◆ Tasks to carry out
[1] Reproduce the passage of the excerpt on New York's SHIELD Act starting at "The SHIELD Act’s breach" and ending at "March 21, 2020.".
[2] According to the excerpt on New York's SHIELD Act, why does the Act explicitly define small businesses, and how does that definition affect its reasonable security requirement?

◆ Excerpt provided
○ ○ ○ ○

On October 23, 2019, New York’s new breach notification provisions came into effect, a result of New York’s passage of the Stop Hacks and Improve Electronic Data Security Act (SHIELD Act) in July. That Act overhauled New York’s data privacy framework, expanding the list of data elements that are considered “private information” while growing the types of incidents and covered entities that may trigger New York’s notification requirement. The SHIELD Act also imposes a new legal obligation for owners and licensors of private data to comply with the Act’s “reasonable security requirement.” Some regulated businesses, like those in the healthcare and financial industries, will be deemed compliant with the SHIELD Act’s reasonable security requirement if they already comply with laws like HIPAA or the GLBA. In an attempt to mitigate its potential burdens on smaller operations, the SHIELD Act explicitly defines small businesses, for whom the Act’s “reasonable security requirement” will be assessed with regard to factors like a business’s “size and complexity.”

The SHIELD Act’s breach notification provisions went into effect on October 23, 2019, while the new data security requirement goes into effect on March 21, 2020.

The Act’s main provisions are described below.

Expanding the Types of Incidents and Entities Covered Under Breach Notification:

The SHIELD Act expands the pool of incidents which trigger mandatory notification to data subjects.  Prior to the SHIELD Act, New York required individual notifications only when certain private information was acquired by an unauthorized individual. Under the SHIELD Act, New York now requires individual notifications where such information is either accessed OR acquired. In deciding whether such information has been unlawfully accessed under the statute, the Act directs businesses to consider whether there exist any “indications that the information was viewed, communicated with, used, or altered by a person without valid authorization or by an unauthorized person.”  So now under the SHIELD Act, if an unauthorized entity merely views information and does not download or copy it, New York requires individual notifications.

The SHIELD Act also expands which entities may be required to make disclosures under New York’s notification requirement. Previously, New York required notifications only from those entities which conducted business in New York and owned or licensed the PI of New York residents.  Under the SHIELD Act, New York’s notification requirement applies more broadly to any business which owns or licenses the private information of New York residents, regardless of whether it conducts business in state.
Expanding the Definition of Private Information

Not only does the SHIELD Act expand the types of breaches which may trigger notifications, it further expands New York’s definition of private information (“PI”) by incorporating biometric data and broadening the circumstances in which financial data is considered PI.  The Act defines biometric data as that which is “generated by electronic measurements of an individual’s unique physical characteristics,” such as fingerprints, voice prints, and retina or iris images.  And while account numbers and credit/debit card numbers were previously only considered PI in combination with security codes and passwords that permitted access to financial accounts, now under the SHIELD Act, such information is considered PI under any circumstances where it could be exploited to gain access to an individual’s financial accounts, even when security codes and passwords remain secure.

○ ○ ○ ○

Object point labels:
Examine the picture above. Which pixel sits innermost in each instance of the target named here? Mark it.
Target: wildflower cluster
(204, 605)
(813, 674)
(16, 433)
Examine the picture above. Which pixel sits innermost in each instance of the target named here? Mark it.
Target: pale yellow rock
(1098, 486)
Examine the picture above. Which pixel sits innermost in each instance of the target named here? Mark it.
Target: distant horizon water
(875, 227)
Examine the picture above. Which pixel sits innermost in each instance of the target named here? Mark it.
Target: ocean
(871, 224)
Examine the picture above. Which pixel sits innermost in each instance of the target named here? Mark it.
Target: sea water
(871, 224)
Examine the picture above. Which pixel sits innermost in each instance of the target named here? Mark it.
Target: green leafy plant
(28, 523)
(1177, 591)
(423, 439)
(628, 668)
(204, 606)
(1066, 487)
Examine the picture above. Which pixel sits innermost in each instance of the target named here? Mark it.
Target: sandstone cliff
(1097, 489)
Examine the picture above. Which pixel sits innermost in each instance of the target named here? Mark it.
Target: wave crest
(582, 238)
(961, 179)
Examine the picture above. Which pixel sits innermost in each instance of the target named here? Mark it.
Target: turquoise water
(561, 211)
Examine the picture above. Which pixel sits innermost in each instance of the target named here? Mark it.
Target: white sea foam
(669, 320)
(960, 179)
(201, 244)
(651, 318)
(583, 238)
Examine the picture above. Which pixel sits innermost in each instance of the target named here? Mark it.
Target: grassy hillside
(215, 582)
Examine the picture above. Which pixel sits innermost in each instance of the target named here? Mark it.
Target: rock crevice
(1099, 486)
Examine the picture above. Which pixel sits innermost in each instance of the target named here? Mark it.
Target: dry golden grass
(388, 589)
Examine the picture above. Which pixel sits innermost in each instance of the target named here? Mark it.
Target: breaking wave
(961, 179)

○ ○ ○ ○

◆ Answers to the exercises
[1]
The SHIELD Act’s breach notification provisions went into effect on October 23, 2019, while the new data security requirement goes into effect on March 21, 2020.

[2] The SHIELD Act explicitly defines small businesses in an attempt to mitigate its potential burdens on smaller operations. For these businesses, the Act's "reasonable security requirement" is assessed with regard to factors such as a business's "size and complexity."